[Information supplied Boundary: Start]

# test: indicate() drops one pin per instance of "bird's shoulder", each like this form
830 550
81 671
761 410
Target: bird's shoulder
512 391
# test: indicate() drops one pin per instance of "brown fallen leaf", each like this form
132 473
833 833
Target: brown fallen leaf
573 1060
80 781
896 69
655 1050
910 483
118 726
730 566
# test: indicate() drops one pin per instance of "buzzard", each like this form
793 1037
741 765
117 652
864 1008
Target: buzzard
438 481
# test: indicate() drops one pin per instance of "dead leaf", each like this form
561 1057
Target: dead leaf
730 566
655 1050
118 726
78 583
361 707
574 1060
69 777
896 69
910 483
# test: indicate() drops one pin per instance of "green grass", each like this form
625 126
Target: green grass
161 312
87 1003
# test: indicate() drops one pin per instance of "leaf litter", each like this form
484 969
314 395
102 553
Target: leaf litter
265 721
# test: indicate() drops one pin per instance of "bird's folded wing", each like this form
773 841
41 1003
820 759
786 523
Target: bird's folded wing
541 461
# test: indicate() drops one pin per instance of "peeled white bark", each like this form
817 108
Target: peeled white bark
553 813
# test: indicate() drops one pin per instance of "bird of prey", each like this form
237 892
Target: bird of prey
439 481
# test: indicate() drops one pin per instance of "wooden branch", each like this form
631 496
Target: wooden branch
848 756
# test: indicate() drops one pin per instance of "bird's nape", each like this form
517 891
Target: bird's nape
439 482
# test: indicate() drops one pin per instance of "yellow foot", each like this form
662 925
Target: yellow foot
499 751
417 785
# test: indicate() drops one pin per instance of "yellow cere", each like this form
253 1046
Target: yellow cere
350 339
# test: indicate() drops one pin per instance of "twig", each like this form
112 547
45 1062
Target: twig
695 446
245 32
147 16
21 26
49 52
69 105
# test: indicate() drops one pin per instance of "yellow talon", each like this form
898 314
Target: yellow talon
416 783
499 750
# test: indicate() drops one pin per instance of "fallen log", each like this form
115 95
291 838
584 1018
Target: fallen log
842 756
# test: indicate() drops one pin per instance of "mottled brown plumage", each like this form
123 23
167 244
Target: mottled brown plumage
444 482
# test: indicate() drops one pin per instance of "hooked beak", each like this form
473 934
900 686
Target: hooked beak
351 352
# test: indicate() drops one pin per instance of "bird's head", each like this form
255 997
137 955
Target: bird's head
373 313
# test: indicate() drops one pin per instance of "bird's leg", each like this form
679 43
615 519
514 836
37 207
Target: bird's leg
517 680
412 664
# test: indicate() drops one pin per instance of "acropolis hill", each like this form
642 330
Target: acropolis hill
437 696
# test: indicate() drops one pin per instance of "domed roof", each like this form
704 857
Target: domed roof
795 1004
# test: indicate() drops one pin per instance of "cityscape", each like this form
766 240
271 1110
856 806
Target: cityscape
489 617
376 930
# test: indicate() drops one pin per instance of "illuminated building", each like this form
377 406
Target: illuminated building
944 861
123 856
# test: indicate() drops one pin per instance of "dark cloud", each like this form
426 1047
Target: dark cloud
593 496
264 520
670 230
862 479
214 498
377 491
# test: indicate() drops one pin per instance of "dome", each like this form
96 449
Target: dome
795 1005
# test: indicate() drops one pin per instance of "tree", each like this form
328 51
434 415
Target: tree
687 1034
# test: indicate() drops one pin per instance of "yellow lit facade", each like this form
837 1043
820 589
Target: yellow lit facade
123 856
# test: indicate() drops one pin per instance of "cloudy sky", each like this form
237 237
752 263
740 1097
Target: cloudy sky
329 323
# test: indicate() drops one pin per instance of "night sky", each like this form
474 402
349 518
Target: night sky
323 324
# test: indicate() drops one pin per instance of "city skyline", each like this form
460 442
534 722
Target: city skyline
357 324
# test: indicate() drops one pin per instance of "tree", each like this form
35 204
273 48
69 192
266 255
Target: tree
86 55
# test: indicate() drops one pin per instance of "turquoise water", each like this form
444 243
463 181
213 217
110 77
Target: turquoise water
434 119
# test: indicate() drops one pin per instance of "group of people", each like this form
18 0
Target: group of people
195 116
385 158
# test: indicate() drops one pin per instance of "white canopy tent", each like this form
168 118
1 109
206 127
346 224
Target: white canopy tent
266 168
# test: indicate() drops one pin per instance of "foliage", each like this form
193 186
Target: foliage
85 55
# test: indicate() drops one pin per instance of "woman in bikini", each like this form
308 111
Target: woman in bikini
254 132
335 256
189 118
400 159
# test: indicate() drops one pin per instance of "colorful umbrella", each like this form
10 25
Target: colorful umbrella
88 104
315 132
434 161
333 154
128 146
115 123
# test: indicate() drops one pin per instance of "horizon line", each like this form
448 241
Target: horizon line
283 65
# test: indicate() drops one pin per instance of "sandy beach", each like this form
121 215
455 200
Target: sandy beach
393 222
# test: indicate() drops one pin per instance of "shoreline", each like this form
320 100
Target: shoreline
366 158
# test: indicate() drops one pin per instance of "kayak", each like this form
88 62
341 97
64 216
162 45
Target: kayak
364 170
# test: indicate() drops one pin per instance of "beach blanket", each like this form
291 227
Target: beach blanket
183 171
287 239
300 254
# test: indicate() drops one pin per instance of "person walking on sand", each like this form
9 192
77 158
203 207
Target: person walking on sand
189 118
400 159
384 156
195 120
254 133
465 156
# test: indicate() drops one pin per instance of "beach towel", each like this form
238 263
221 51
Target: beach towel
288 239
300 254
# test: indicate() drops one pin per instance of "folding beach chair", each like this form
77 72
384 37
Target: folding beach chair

[Information supplied Boundary: End]

### What is needed:
From the records above, copy each line that contains the word "folding".

### Response area:
# test: indicate() drops one pin per instance of "folding beach chair", each like this form
Target: folding beach chair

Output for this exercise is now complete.